■ Given request: Copy the rows from the line containing "TARGET = dry hay" through the end of the rows, swapping "pixel coordinates" for "image coordinates" and leaving everything else as it is.

<<<<

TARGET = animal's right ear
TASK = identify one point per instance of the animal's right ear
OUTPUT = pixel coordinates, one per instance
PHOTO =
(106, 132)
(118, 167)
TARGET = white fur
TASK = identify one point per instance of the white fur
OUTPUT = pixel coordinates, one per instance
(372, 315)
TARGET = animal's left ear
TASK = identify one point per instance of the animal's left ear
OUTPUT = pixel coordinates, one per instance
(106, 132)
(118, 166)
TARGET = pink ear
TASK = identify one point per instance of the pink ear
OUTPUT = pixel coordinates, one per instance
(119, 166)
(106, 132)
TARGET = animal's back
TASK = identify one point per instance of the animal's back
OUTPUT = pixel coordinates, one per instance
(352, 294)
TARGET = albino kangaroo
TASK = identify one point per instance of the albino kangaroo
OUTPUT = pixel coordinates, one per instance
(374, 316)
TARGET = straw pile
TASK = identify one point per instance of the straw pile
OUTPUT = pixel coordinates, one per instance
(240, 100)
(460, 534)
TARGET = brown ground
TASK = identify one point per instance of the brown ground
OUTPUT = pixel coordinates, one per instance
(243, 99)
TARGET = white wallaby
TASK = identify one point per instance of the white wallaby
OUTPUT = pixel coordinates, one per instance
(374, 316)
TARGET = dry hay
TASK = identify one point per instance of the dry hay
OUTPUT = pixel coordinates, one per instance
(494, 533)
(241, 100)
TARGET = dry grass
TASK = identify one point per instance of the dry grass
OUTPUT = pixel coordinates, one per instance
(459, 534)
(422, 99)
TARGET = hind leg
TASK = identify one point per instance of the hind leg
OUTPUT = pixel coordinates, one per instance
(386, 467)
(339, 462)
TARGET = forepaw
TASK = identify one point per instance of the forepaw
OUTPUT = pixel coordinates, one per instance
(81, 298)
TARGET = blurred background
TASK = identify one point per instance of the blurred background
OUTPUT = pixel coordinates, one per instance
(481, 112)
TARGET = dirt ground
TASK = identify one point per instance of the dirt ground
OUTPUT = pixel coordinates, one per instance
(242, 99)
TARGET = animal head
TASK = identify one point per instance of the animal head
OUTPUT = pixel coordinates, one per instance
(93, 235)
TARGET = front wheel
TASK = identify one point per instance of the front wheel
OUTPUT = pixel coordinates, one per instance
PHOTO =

>>>>

■ The reply:
TARGET = dry hay
TASK = identify one point per instance of the dry hay
OUTPUT = image coordinates, one per instance
(494, 533)
(241, 100)
TARGET = dry grass
TASK = identify one point per instance of the dry grass
OUTPUT = image coordinates, one per instance
(459, 534)
(422, 99)
TARGET = hind leg
TASK = identify one point per instance of the hind leg
OUTPUT = image coordinates, one per instance
(386, 467)
(339, 462)
TARGET = forepaw
TASK = identify one point per instance of the forepaw
OUTPUT = image coordinates, one per instance
(81, 298)
TARGET = blurred background
TASK = identify one point per instance of the blurred background
OUTPUT = image coordinates, one per instance
(481, 112)
TARGET = dirt ground
TASK = identify one point per instance of the dirt ground
OUTPUT = image coordinates, one per instance
(242, 99)
TARGET = animal head
TASK = identify one point per instance of the animal head
OUTPUT = image coordinates, one per instance
(93, 235)
TARGET = front wheel
TASK = identify one point per instance of the front wheel
OUTPUT = image coordinates, one per instance
PHOTO =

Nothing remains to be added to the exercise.